Write out all of the records below word for word, leaving out the pictures.

⁂

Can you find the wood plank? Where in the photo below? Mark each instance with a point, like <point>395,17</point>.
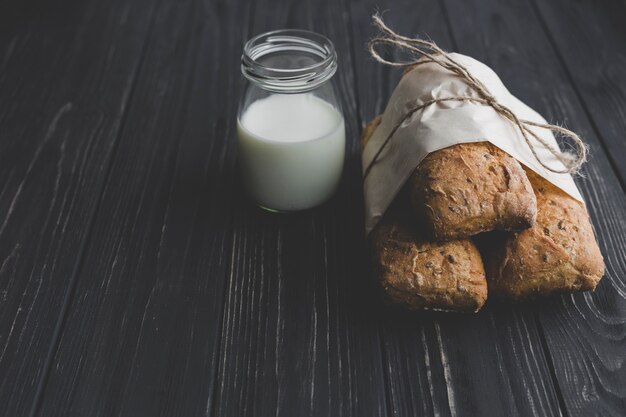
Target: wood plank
<point>590,38</point>
<point>491,364</point>
<point>66,73</point>
<point>142,332</point>
<point>585,333</point>
<point>300,336</point>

⁂

Task output
Can you find the wood plank? Where in the photo below? Mark each instance with a point, like <point>395,17</point>.
Target: wood plank
<point>590,38</point>
<point>491,364</point>
<point>66,73</point>
<point>142,332</point>
<point>585,333</point>
<point>300,336</point>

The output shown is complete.